# [GOAL OF THE EXERCISE]
Please copy out the records below, swapping "Should one appear" for "If one is present" wherever it occurs and leaving everything else unchanged.
────────────────────────────────────────
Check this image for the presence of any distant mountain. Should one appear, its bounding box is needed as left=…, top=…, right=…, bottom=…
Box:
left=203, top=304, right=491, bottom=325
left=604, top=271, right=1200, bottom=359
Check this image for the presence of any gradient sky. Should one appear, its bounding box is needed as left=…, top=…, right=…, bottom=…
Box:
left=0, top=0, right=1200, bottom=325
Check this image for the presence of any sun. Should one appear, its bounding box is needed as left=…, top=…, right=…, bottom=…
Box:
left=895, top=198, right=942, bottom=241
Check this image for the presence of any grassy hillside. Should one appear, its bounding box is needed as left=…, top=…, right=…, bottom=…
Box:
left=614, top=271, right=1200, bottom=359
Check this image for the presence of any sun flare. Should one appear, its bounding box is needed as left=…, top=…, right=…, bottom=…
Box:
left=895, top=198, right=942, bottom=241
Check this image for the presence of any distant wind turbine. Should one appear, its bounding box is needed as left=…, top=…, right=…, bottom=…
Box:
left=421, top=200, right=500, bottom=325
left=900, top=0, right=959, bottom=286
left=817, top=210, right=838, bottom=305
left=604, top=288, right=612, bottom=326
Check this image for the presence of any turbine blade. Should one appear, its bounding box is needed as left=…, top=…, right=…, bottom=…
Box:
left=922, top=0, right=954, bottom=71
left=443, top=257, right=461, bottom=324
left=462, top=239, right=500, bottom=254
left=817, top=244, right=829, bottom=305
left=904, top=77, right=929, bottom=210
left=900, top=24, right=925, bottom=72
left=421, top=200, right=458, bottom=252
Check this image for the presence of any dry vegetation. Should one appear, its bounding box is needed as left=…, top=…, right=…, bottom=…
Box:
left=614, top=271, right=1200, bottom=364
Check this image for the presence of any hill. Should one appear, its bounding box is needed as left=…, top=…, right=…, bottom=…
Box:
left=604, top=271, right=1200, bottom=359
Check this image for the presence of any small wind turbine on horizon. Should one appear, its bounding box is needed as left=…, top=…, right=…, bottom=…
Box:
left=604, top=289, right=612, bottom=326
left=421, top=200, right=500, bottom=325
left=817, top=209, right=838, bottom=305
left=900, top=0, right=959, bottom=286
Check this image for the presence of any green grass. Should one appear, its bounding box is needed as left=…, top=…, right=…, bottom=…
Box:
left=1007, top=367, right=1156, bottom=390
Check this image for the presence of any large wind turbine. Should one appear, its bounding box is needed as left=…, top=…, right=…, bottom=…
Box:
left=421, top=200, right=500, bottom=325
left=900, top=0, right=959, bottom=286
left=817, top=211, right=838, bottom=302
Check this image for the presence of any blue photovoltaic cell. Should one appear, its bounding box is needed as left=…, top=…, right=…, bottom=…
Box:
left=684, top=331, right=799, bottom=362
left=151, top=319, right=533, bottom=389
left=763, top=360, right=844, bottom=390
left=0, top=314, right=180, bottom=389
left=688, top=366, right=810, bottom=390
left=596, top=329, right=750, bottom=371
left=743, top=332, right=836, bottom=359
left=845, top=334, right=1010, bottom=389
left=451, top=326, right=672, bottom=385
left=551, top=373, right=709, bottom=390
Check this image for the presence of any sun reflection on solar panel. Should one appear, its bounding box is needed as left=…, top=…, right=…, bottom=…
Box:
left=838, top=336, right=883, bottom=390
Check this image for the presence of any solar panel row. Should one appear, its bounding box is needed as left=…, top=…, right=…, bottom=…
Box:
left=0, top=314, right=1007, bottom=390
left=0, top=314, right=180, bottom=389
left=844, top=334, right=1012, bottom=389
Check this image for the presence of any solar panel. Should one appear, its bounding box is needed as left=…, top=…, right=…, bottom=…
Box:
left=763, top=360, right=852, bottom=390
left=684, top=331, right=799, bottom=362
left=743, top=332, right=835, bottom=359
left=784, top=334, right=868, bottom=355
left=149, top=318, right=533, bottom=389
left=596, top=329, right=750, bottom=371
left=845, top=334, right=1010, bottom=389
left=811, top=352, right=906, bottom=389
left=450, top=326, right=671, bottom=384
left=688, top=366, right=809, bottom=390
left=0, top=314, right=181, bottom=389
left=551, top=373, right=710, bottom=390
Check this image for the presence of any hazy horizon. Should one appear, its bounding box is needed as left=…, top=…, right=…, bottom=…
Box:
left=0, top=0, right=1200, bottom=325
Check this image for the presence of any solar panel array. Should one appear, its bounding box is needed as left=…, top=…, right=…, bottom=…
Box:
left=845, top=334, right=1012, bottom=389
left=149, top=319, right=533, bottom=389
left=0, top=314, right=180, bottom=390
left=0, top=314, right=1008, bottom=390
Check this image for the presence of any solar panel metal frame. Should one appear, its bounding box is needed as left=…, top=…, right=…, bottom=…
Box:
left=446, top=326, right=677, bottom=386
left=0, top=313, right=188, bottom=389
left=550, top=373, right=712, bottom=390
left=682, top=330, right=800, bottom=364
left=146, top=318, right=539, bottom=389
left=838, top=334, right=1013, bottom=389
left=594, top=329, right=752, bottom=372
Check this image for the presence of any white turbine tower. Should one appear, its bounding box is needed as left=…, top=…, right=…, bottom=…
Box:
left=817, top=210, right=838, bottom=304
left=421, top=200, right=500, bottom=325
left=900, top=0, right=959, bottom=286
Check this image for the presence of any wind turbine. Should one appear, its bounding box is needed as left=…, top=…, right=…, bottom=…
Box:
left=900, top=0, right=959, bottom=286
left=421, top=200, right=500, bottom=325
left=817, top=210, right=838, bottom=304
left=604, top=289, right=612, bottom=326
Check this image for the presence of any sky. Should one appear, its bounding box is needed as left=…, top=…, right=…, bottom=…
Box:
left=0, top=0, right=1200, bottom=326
────────────────────────────────────────
# [ANSWER TO THIS EXERCISE]
Check this image for the presence of any distant mountain. If one is present, its bounding box is needed as left=…, top=…, right=…, bottom=…
Box:
left=203, top=304, right=491, bottom=325
left=604, top=271, right=1200, bottom=359
Check this image for the presence of any gradient sky. If one is present, its bounding box is needed as left=…, top=…, right=…, bottom=…
Box:
left=0, top=0, right=1200, bottom=325
Check this image for the presence of any sun. If one is present, its bounding box is needed as left=…, top=…, right=…, bottom=…
Box:
left=895, top=198, right=942, bottom=241
Check this image for the presence of any grassy hillside. If one is present, its bounding box is needed as left=…, top=…, right=…, bottom=…
Box:
left=614, top=271, right=1200, bottom=359
Check this image for the presence of any sun flare. If one is present, its bounding box is needed as left=…, top=…, right=…, bottom=…
Box:
left=895, top=198, right=942, bottom=241
Check this image for the presence of any distant wind turbine. If one is present, its bounding box is needed as left=…, top=…, right=…, bottom=…
Box:
left=421, top=200, right=500, bottom=325
left=900, top=0, right=959, bottom=286
left=817, top=210, right=838, bottom=305
left=604, top=288, right=612, bottom=326
Check this image for the presence of any turbine blade. If one is present, its bounding box is needed as left=…, top=…, right=…, bottom=…
Box:
left=922, top=0, right=954, bottom=71
left=443, top=257, right=461, bottom=324
left=462, top=239, right=500, bottom=254
left=817, top=244, right=829, bottom=305
left=904, top=77, right=929, bottom=210
left=900, top=24, right=925, bottom=72
left=421, top=200, right=458, bottom=252
Check this image for the presence of any dry vegetation. If one is present, its bounding box is needed as left=…, top=…, right=…, bottom=…
Box:
left=614, top=271, right=1200, bottom=364
Check this image for the presence of any hill. If one is present, its bounding box is needed as left=…, top=…, right=…, bottom=…
Box:
left=604, top=271, right=1200, bottom=359
Check this image for the presence of any small wind turbine on horizon. If one is present, its bounding box is needed as left=…, top=…, right=…, bottom=…
Box:
left=604, top=289, right=612, bottom=326
left=421, top=200, right=500, bottom=325
left=817, top=209, right=838, bottom=305
left=900, top=0, right=959, bottom=286
Check this image for the presence of any green grass. If one is present, its bounding box is needed as left=…, top=…, right=…, bottom=…
Box:
left=1007, top=367, right=1156, bottom=390
Check this image for the presence of any large wind turbine. If one is present, its bounding box is needed as left=…, top=…, right=…, bottom=…
Box:
left=421, top=200, right=500, bottom=325
left=900, top=0, right=959, bottom=286
left=817, top=211, right=838, bottom=302
Check this image for the presence of any blue photovoltaic cell. If one is present, its bounding box is needed as left=…, top=…, right=…, bottom=…
Box:
left=684, top=331, right=799, bottom=362
left=151, top=319, right=533, bottom=389
left=763, top=360, right=844, bottom=390
left=0, top=314, right=180, bottom=389
left=688, top=366, right=810, bottom=390
left=596, top=329, right=750, bottom=371
left=743, top=332, right=836, bottom=359
left=845, top=334, right=1010, bottom=389
left=451, top=326, right=672, bottom=385
left=551, top=373, right=709, bottom=390
Check this image for the presence of any sun reflection on solar panel. If one is present, its bounding box is needed as left=…, top=…, right=…, bottom=…
Box:
left=838, top=336, right=883, bottom=390
Check this image for the presence of any solar panel row. If one is present, its bounding box is needed as left=…, top=…, right=…, bottom=…
Box:
left=0, top=314, right=1007, bottom=390
left=0, top=314, right=180, bottom=389
left=844, top=334, right=1012, bottom=389
Check this image for the presence of any solar panel. If one is present, its bounding box is needed as left=…, top=…, right=…, bottom=…
Box:
left=763, top=360, right=852, bottom=390
left=684, top=331, right=799, bottom=362
left=743, top=332, right=835, bottom=359
left=784, top=334, right=868, bottom=355
left=149, top=318, right=533, bottom=389
left=596, top=329, right=750, bottom=371
left=845, top=334, right=1010, bottom=389
left=811, top=352, right=906, bottom=389
left=450, top=326, right=671, bottom=384
left=688, top=366, right=809, bottom=390
left=0, top=314, right=181, bottom=389
left=551, top=373, right=710, bottom=390
Check this image for the presence of any hazy horizon. If one is present, its bounding box is needed as left=…, top=…, right=…, bottom=…
Box:
left=0, top=0, right=1200, bottom=325
Check this image for the presence of any solar panel array. If one is present, its bounding box is needed as left=…, top=…, right=…, bottom=…
Box:
left=845, top=334, right=1012, bottom=389
left=149, top=319, right=533, bottom=389
left=0, top=314, right=180, bottom=390
left=0, top=314, right=1008, bottom=390
Check this image for the presence of any solar panel metal frame. If one is present, its bounding box is needed as left=…, top=…, right=…, bottom=…
Box:
left=446, top=326, right=677, bottom=386
left=0, top=313, right=188, bottom=389
left=550, top=373, right=712, bottom=390
left=682, top=330, right=800, bottom=364
left=146, top=318, right=539, bottom=389
left=838, top=334, right=1013, bottom=389
left=594, top=329, right=752, bottom=372
Check this image for the presence of any white turbine tower. If one is present, its bounding box is needed as left=…, top=…, right=…, bottom=…
Box:
left=817, top=210, right=838, bottom=304
left=421, top=200, right=500, bottom=325
left=900, top=0, right=959, bottom=286
Check this image for the presence of any wind turbine. If one is present, its bounding box is needed as left=…, top=…, right=…, bottom=…
Box:
left=900, top=0, right=959, bottom=286
left=421, top=200, right=500, bottom=325
left=817, top=210, right=838, bottom=304
left=604, top=289, right=612, bottom=326
Check this image for the presence of any sky. If one is present, its bounding box is needed as left=…, top=…, right=…, bottom=…
Box:
left=0, top=0, right=1200, bottom=326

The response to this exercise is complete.